变量debt_settlement_flag被删除

2.3.6 删除无用变量

有些变量与其他变量含义相同,需要删除,如title和purpose;emp_title为工作岗位级别,离散程度较大,这里直接删除;zip_code为邮编信息,这里直接删除

len(df_1.emp_title.unique())
var_del_2 = ["emp_title", "zip_code", "title"]
df_1 = df_1.drop(var_del_2, axis=1) 

2.3.7 特殊格式清洗

观察数据类型发现,数据集的数据类型有字符型、浮点型和整型等,其中时间类型也被保存为字符型。变量revol_util(循环信用额度使用率)中包含%,需要进行特殊字符替换并转化为浮点型数据

df_1["revol_util"] = df_1["revol_util"].str.replace("%","").astype("float")

2.3.8 时间数据格式化

var_date = ["issue_d","earliest_cr_line","sec_app_earliest_cr_line"]
def trans_format(time_string, from_format, to_format):
    if pd.isnull(time_string):
        return np.nan
    else:
        time_struct = time.strptime(time_string, from_format)
        times = time.strftime(to_format, time_struct)
        times = datetime.datetime.strptime(times, "%Y-%m")
        return times
    
df_1['issue_d'] = df_1['issue_d'].apply(trans_format,args=('%b-%Y','%Y-%m',))
df_1['earliest_cr_line'] = df_1['earliest_cr_line'].apply(trans_format,args=('%b-%Y','%Y-%m',))
df_1['sec_app_earliest_cr_line'] = df_1['sec_app_earliest_cr_line'].apply(trans_format,args=('%b-%Y','%Y-%m',))

3. 特征工程

3.1 将时间差值转化为月份

df_1['mth_interval']=df_1['issue_d']-df_1['earliest_cr_line']
df_1['sec_mth_interval']=df_1['issue_d']-df_1['sec_app_earliest_cr_line']

df_1['mth_interval'] = df_1['mth_interval'].apply(lambda x: round(x.days/30,0))
df_1['sec_mth_interval'] = df_1['sec_mth_interval'].apply(lambda x: round(x.days/30,0))
df_1['issue_m']=df_1['issue_d'].apply(lambda x: x.month)
##删除原始日期变量
df_1 = df_1.drop(var_date, axis=1)

• **学习资料**:
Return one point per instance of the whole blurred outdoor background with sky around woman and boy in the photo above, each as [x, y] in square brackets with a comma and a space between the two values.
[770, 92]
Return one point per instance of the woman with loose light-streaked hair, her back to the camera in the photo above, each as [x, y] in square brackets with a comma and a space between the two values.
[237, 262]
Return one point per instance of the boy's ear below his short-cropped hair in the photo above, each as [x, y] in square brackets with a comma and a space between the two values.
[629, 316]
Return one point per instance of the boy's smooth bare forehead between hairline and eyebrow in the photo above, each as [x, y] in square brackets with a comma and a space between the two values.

• **任务要求**:
1. 请从原文里把开头那句含有“观察数据类型发现,数据集的数”、结尾那句含有“times = time.strftime(to_format, time_struct)”的整段一字不改地抄下来。
2. 按原文的说明,变量revol_util指的是什么?
3. 原文中所有带编号的小节标题有哪些?请全部列出。

• **各题答案**:
1.
观察数据类型发现,数据集的数据类型有字符型、浮点型和整型等,其中时间类型也被保存为字符型。变量revol_util(循环信用额度使用率)中包含%,需要进行特殊字符替换并转化为浮点型数据

df_1["revol_util"] = df_1["revol_util"].str.replace("%","").astype("float")

2.3.8 时间数据格式化

var_date = ["issue_d","earliest_cr_line","sec_app_earliest_cr_line"]
def trans_format(time_string, from_format, to_format):
    if pd.isnull(time_string):
        return np.nan
    else:
        time_struct = time.strptime(time_string, from_format)
        times = time.strftime(to_format, time_struct)

2. 循环信用额度使用率。

3.
2.3.6 删除无用变量
2.3.7 特殊格式清洗
2.3.8 时间数据格式化
3. 特征工程
3.1 将时间差值转化为月份